▸ Stated problem: Write out the listing below in full and exactly, leaving out every picture.

Data listing:
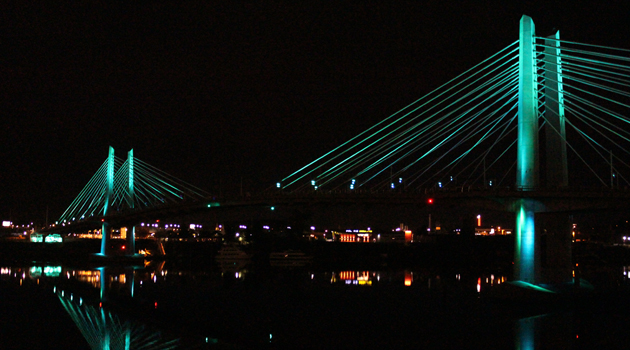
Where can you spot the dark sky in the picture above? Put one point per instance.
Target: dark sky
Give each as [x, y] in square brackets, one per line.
[213, 92]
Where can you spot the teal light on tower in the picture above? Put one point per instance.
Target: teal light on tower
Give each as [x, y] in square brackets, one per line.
[525, 268]
[131, 232]
[109, 190]
[527, 143]
[525, 259]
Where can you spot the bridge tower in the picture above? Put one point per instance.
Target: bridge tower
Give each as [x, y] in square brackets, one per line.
[555, 133]
[131, 232]
[526, 261]
[527, 250]
[109, 191]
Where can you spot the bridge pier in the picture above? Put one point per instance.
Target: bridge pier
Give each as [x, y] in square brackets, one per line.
[526, 257]
[106, 230]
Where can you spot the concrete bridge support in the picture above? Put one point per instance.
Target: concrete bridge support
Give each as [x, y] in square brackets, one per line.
[109, 191]
[533, 226]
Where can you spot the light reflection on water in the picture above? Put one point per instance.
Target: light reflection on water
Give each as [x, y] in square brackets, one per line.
[152, 290]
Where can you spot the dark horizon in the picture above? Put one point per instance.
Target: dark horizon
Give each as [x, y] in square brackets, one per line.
[216, 93]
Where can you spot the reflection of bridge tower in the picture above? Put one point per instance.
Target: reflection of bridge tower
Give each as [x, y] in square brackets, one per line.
[527, 246]
[104, 330]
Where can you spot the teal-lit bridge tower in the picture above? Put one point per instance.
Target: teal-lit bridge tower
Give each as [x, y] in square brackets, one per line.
[121, 188]
[498, 132]
[527, 245]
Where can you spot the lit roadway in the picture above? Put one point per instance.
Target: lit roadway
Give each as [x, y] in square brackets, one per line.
[496, 199]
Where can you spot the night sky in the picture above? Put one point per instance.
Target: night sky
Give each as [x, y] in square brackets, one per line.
[212, 92]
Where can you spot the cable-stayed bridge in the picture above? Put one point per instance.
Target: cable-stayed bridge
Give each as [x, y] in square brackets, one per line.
[542, 121]
[122, 191]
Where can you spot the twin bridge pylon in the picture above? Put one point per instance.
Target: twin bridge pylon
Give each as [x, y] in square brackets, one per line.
[481, 129]
[129, 186]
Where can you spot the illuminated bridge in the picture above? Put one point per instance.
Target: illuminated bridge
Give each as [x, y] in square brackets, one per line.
[541, 126]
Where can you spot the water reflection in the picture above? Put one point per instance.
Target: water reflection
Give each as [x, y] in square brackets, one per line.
[112, 306]
[104, 330]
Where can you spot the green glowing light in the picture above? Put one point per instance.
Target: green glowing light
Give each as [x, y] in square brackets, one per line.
[527, 141]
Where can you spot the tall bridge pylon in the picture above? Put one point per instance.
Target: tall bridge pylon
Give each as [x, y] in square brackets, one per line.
[126, 186]
[531, 112]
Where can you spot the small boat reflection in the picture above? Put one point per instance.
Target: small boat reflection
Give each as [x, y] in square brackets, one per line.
[232, 258]
[103, 329]
[289, 258]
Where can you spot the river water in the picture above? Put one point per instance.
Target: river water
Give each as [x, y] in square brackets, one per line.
[177, 304]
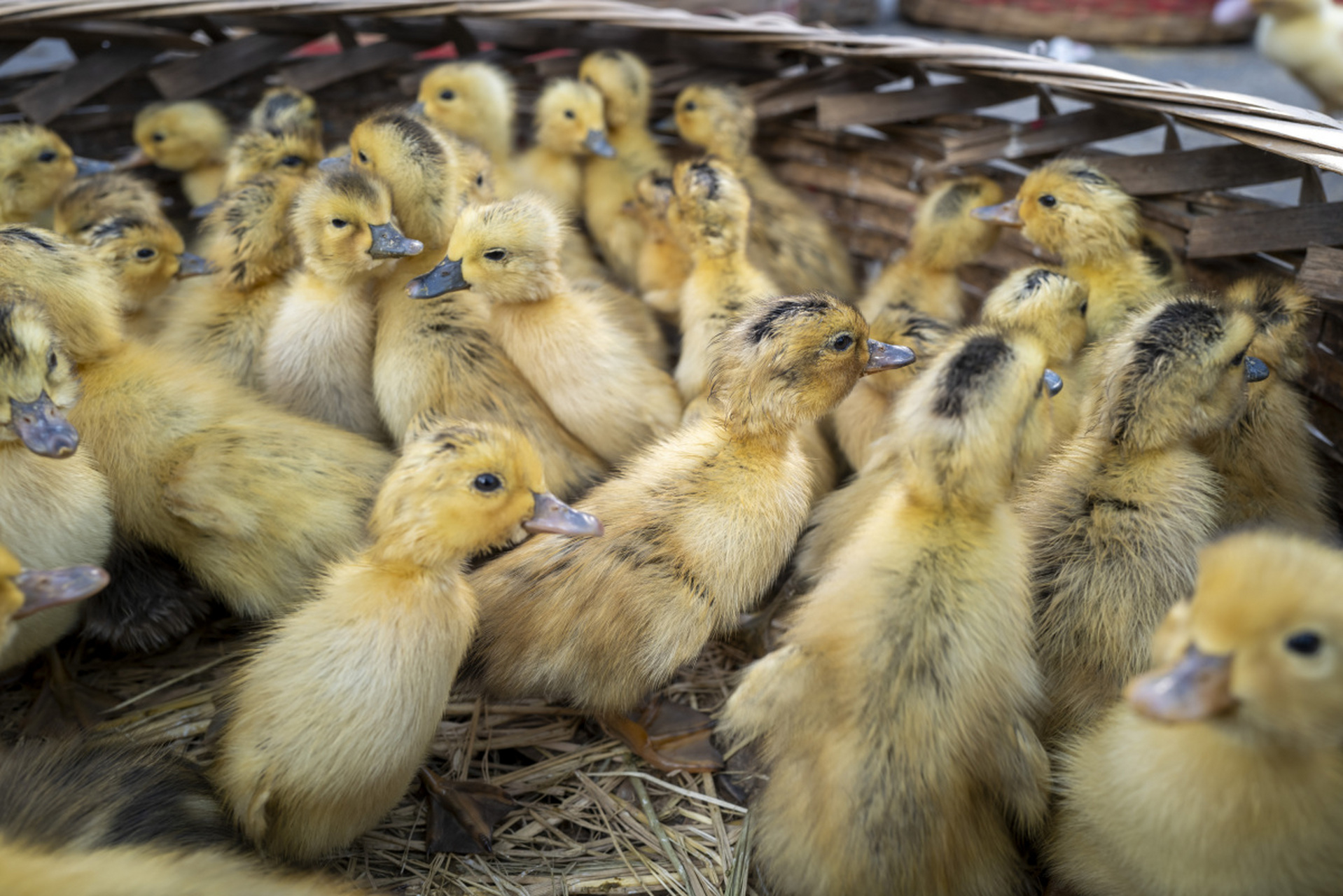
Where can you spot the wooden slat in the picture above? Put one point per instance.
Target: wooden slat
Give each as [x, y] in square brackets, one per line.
[89, 77]
[219, 65]
[1265, 232]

▸ Task output:
Where can you spot the dark sky in the picture above? Put one point per instance.
Target: dark sky
Give each as [x, y] in square brackets, one per line.
[213, 92]
Where can you spot the teal light on tower in the picture above? Put one point per instance.
Target: teal light on tower
Give each as [x, y] in square brackets, one per line.
[525, 268]
[131, 232]
[109, 190]
[527, 143]
[525, 259]
Where can you spot the bridge tower in the picture above? Put one point per instance.
Target: bridge tower
Give each as [x, y] in square brackets, one per line.
[555, 133]
[131, 232]
[526, 261]
[527, 250]
[109, 191]
Where can you spot the bridge pier in the picture above? Put one point per instance.
Target: bridge pier
Give each as [x, y] in square brackets, one per line.
[526, 257]
[106, 230]
Where can you spot the concrete bridge support in the picture above? Put one point per instance.
Target: concrete bridge support
Give each as [x, y] in square brackets, one per line.
[109, 191]
[533, 226]
Where can you spot the light reflection on water in the picture above? Put one point per instance.
Target: light reflection on water
Give each as [x, y] in square brackets, one per line.
[152, 290]
Where can you spot the dark horizon in the picture above? Put one point per instance.
Target: dark horizon
Give each as [x, y] in square brackets, one per line.
[216, 93]
Where can you spot the reflection of bridge tower in the picture above? Put one point per instance.
Target: reflection of bridge tower
Give each as [x, y] in square brackets, one per line.
[527, 246]
[104, 330]
Where can you spot the teal-lit bridge tower in the picture above? Put one point per instance.
Target: teal-lit bridge tower
Give each as [x, y] in square brackets, one per line.
[121, 188]
[498, 132]
[527, 245]
Where can you spot the lit roadway in the picture above? Put one point per instance.
Target: lit roadway
Give each as [x, y] in square brackets, one per line.
[496, 199]
Where can you spot the night sky in the picture above? Put one point per instance.
Target: night sky
Give each as [x, y] in square brackets, one per line.
[212, 92]
Where can you spot the cable-stayed bridge in the picture above? Put one point per instance.
Target: cable-stayed bridge
Give each as [x, y] in square brackets, one per line.
[542, 121]
[122, 191]
Where can you spot the twin bridge pylon in the picture above? Put one point per instance.
Target: twin bridge pylon
Give each as [x, y] in square brackets, one per line.
[481, 129]
[129, 186]
Where can you spot the illuminated bridge in the picture above? Put one point per instance.
Target: illuminated bridge
Give each as [x, y] in square brackets, one per line.
[541, 126]
Where can you spot the water reflection in the picture above? Put one point per instance.
Target: water reflection
Give each as [x, y] in square brackets, one per line.
[112, 306]
[104, 330]
Where can you spot the green glowing light in the picture above? Put one point per instance.
Target: green glowing light
Give each as [x, y] in square brackets, one per line.
[527, 141]
Where can you spot the tall bridge pylon in the picture above? Put one point per instance.
Target: tall bridge pylon
Give each as [x, y] in square brackets, one per line.
[126, 186]
[531, 112]
Where can you spot the small boat reflection in the picture above? Put one point per instance.
Target: small boat reflection
Give each as [x, y] in square brackets, one per line.
[232, 258]
[103, 329]
[289, 258]
Where can you spot the river water in the picture above? Put one point per instance.
Target: river water
Give each as [x, y] in square brackets, one per line.
[177, 304]
Where can you spot the wooden slat in the picture above? Put one point per instance.
Target: wooden slat
Give each as [x, y] in square brackets, one per line.
[89, 77]
[219, 65]
[1265, 232]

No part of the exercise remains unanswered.